Reading passage =
-- start --
DEVELOPMENT AGREEMENT

This Agreement is made and entered into this second day of June, 2000, ("Effective Date") by and between Plug Power Inc., a Delaware corporation, having a place of business at 968 Albany Shaker Road, Latham, New York 12110 (hereinafter referred to as "Plug"), and Engelhard Corporation, a Delaware corporation, having a place of business at 101 Wood Avenue, Iselin, New Jersey 08830-0770 (hereinafter referred to as "Engelhard").

1. Recitals

1.1 Plug has developed and continues to develop technology and manufacturing expertise related to fuel cell systems. Plug has developed and continues to develop technology related to catalyst products useful in the various components of fuel cell systems including fuel processors and fuel cell stacks.

1.2 Engelhard has developed and continues to develop technology related to catalyst and sorbent, methods of manufacture and methods of application of catalyst and sorbent compositions to substrates, including catalysts and sorbents useful in the various components of fuel cell systems including fuel processors and fuel cell stacks. Engelhard has also developed and continues to develop technology related to the use of such catalysts and sorbents in fuel cell systems useful in stationary and mobile applications.

1.3 Plug and Engelhard desire to work together to design and develop catalysts for use in Plug's fuel processors intended for use in Plug's stationary fuel cell systems having a capacity to generate up to one hundred
(100) kW of electricity.

In consideration of the foregoing and the terms set forth below, the Parties agree as follows:


2. Definitions

The following terms shall have, for the purposes of this Agreement, the meanings set forth in this Article 2. The terms may be used in this Agreement in the plural or the singular form.

2.1 "Materials" shall mean catalysts, sorbents, catalytic sorbents, and/or reactive compounds and compositions which are useful in Fuel Processors to catalyze the oxidation and/or reduction of, or otherwise treat components such as, carbon monoxide, hydrogen, and hydrocarbons including components of natural gas and LPG. Materials shall also include non-catalytic adsorbent materials and/or absorbent materials useful in Fuel Processors. Materials additionally include catalyst materials supported on carriers such as honeycomb monoliths, plates, pipes, hardware and Fuel Processors. Specific Materials include, but are not limited to, CO preferential oxidation catalysts and autothermal reforming catalysts, oxidation catalysts for the abatement of hydrogen from the anode of a fuel cell stack, and shift catalysts which are catalysts that catalyze a gas stream comprising hydrogen, carbon monoxide and water to increase the hydrogen concentration and decrease the carbon monoxide concentration of the gas stream. Materials shall also include methods for application (e.g. coating) of Materials onto substrates, and methods of use of these Materials.

2.2 "Fuel Processor" shall mean a system (a) for converting hydrocarbon fuels (e.g., natural gas, LPG etc.) to a gas containing hydrogen that is suitable for acceptable operation at a fuel cell anode, and (b)intended for use in Plug's fuel cell systems designed for stationary applications, including residential and small commercial applications, and having a capacity to generate up to one hundred (100) kW of electricity. The Fuel Processor may consist of hardware and control components designed to employ Materials in reactor, exchanger, shift, CO polishing or treatment subsystems

2.3 "Program" shall mean the joint effort of the Parties pursuant to this Agreement to design and develop Materials for use in Plug's Fuel Processors.
-- end --
Tasks and exercises =
a) Answer these questions using the development agreement:
(i) On what day does the agreement say it is made and entered into?
(ii) What is Engelhard's place of business?
(iii) What is the most electricity that Plug's stationary fuel cell systems covered by the agreement can generate?
b) Name every carrier that the development agreement gives as something catalyst materials can be supported on.
c) Reproduce the development agreement word for word from "In consideration of" to "the singular form.".
The listing that comes next has no connection to the development agreement.

Supplied records =
-- start --
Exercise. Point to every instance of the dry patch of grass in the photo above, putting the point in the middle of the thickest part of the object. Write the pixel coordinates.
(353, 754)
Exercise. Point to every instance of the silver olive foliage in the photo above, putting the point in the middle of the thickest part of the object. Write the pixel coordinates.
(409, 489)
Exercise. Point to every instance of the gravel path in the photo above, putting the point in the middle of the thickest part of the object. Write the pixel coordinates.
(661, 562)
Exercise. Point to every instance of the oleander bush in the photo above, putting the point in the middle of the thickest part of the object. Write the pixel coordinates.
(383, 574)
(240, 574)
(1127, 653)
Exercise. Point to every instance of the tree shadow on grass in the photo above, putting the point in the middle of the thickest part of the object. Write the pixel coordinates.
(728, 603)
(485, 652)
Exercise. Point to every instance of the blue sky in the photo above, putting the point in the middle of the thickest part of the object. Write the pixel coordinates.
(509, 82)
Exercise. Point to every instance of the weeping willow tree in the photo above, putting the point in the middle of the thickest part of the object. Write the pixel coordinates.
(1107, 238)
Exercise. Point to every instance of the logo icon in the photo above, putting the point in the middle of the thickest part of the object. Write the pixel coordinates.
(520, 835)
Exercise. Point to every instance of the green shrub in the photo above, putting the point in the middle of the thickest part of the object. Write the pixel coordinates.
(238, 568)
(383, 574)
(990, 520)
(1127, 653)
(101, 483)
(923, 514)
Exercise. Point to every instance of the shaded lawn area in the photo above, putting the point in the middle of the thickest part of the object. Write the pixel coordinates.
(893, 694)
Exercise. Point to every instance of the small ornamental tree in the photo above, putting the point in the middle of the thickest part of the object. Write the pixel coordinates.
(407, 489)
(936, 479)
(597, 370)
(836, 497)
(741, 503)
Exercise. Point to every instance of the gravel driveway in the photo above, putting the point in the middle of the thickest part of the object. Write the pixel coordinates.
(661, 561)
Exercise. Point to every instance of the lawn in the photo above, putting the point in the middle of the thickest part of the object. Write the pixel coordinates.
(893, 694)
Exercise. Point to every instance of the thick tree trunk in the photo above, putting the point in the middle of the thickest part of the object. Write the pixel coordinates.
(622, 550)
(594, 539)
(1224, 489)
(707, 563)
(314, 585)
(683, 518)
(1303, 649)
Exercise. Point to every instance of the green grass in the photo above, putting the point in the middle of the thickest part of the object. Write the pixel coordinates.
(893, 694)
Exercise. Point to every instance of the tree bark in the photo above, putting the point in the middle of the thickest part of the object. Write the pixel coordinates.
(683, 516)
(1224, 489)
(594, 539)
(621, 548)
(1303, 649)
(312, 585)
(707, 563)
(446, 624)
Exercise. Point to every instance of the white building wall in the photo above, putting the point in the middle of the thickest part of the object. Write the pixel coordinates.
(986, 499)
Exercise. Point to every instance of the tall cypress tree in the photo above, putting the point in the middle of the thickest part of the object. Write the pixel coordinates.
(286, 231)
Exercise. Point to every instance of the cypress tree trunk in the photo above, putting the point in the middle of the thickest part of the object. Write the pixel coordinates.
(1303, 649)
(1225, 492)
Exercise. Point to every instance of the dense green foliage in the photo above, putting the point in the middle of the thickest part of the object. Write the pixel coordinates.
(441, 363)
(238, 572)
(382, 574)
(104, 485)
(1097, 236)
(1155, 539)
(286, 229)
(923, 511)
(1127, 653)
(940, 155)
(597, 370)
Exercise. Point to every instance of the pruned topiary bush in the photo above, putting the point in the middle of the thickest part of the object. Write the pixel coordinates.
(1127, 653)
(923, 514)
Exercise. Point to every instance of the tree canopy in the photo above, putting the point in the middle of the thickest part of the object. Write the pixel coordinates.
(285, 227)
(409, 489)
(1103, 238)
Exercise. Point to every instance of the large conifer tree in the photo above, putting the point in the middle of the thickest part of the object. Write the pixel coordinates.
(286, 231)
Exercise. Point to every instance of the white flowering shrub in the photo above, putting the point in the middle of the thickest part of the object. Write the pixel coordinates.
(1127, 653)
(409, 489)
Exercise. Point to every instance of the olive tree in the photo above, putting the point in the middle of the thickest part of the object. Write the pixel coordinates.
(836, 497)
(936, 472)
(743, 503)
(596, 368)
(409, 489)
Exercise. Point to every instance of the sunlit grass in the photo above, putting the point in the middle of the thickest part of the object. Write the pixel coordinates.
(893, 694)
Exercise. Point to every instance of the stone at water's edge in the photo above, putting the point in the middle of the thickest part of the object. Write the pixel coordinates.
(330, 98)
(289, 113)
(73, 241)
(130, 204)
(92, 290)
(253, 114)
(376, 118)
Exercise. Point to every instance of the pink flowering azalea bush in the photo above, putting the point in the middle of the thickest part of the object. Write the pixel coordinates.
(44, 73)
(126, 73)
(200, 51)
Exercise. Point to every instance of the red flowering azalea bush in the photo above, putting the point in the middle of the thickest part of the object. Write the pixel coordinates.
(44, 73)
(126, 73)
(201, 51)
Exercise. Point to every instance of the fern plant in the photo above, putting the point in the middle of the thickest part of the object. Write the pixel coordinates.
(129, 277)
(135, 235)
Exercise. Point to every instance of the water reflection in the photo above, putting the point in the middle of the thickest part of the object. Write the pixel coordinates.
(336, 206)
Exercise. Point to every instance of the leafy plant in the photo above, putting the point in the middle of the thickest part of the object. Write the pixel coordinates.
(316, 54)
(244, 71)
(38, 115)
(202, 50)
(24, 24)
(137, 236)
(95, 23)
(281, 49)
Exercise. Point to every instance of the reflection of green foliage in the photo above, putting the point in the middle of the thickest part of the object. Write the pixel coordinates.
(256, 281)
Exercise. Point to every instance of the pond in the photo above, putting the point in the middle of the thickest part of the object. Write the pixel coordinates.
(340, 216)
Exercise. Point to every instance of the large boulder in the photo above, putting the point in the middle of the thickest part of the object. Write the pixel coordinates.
-- end --
Task results =
a)
(i) The second day of June, 2000.
(ii) 101 Wood Avenue, Iselin, New Jersey 08830-0770.
(iii) Up to one hundred (100) kW.

b) Honeycomb monoliths, plates, pipes, hardware, and Fuel Processors.

c)
In consideration of the foregoing and the terms set forth below, the Parties agree as follows:


2. Definitions

The following terms shall have, for the purposes of this Agreement, the meanings set forth in this Article 2. The terms may be used in this Agreement in the plural or the singular form.